Work instructions: In the article about Arizona's Medicaid expansion, what was the Arizona Senate's vote count on the legislation?

Extracted text:
+++

Arizona Gov. Jan Brewer, who challenged President Obama’s health care law all the way to the Supreme Court, advocated publicly for full repeal of the law, and refused to set up a state-based health insurance exchange, changed her tune when it came to the law’s Medicaid expansion.
In a June showdown which included veto threats and calling a special session to force additional votes, the Republican Brewer’s coalition of Democrats and a few Republicans passed legislation that would expand the state’s Medicaid program. Arizona’s Senate voted in favor of the legislation 18 to 11 following an approval by the State House of Representatives.
Brewer said the expansion would secure $1.6 billion from the federal government that could cover the costs of the uninsured who show up at emergency rooms across the state and will allow Arizona to provide health insurance for an additional 240,000 residents and continue insuring 50,000 childless adults.
Brewer’s “Dirty Politics”
Christina Sandefur, staff attorney at the Goldwater Institute, says she was very disappointed by the Medicaid expansion and by the way it was passed.
“In order to get the legislation passed, Gov. Brewer had to resort to dirty politics. She threatened to veto any bill that came across her desk if she didn’t get the $8 billion for her budget, and actually did veto four bills before the legislature delivered her budget.” Sandefur said.

+++

(Stored items)
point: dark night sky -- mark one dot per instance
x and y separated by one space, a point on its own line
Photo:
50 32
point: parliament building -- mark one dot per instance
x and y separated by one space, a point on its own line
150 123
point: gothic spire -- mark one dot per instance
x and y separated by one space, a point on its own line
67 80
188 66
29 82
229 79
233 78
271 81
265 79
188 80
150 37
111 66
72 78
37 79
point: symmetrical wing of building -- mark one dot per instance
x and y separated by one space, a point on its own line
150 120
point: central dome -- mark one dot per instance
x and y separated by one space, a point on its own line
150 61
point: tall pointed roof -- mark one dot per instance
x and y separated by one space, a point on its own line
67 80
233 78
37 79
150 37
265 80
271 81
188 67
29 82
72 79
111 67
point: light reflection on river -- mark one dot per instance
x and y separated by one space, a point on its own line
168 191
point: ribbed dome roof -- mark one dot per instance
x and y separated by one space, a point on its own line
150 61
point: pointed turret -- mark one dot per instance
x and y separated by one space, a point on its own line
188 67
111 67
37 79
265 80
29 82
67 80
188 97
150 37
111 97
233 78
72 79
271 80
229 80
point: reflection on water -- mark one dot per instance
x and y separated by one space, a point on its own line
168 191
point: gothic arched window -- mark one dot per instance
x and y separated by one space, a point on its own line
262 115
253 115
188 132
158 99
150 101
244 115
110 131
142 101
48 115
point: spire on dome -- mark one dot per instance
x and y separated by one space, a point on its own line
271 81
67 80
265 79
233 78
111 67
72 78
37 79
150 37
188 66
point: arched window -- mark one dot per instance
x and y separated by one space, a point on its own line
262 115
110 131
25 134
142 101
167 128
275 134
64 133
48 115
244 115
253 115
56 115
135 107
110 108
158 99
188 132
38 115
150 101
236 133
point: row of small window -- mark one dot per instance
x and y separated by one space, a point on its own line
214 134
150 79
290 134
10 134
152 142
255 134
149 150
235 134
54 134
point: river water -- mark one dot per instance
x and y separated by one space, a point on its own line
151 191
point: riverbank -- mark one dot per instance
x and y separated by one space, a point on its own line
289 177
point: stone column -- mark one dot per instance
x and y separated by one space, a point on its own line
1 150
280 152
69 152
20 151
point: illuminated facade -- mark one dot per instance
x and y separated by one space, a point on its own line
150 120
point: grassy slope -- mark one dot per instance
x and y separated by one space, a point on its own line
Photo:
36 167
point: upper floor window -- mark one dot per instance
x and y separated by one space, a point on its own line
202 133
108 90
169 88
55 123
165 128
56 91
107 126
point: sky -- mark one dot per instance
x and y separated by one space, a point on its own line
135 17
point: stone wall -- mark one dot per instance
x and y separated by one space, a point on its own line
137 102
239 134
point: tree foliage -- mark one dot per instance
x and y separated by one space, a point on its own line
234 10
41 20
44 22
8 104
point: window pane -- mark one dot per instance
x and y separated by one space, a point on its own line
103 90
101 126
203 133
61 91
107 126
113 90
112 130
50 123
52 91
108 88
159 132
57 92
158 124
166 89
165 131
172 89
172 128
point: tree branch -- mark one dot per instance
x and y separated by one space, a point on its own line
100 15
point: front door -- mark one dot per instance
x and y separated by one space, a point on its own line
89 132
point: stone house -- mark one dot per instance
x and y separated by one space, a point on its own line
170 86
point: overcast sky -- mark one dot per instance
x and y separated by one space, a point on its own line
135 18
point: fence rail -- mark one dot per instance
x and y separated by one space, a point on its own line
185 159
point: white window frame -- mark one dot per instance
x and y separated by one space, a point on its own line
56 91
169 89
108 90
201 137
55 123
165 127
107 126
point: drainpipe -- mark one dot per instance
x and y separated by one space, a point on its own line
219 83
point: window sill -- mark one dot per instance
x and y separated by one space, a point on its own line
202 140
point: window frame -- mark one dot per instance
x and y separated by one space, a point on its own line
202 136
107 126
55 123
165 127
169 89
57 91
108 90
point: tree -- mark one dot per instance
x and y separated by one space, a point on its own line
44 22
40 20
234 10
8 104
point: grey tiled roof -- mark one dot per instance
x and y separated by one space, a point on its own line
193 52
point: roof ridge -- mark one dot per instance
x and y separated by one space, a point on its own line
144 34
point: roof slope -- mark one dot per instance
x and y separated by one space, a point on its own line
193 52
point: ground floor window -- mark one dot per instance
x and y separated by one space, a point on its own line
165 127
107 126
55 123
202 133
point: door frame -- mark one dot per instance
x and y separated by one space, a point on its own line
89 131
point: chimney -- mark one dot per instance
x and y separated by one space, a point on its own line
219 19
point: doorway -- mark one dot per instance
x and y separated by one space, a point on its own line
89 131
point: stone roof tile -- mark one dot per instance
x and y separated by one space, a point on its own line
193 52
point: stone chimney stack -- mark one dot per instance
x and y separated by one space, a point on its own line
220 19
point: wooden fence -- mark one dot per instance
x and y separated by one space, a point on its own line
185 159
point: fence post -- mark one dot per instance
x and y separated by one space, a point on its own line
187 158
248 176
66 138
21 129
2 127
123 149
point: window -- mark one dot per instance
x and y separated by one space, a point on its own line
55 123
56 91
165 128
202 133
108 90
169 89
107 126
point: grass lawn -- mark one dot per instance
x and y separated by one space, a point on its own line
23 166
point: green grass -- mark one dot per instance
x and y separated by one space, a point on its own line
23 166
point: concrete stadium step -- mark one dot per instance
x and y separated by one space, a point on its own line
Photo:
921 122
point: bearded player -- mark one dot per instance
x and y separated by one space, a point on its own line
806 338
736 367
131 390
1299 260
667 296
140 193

+++

Finished task: 18 to 11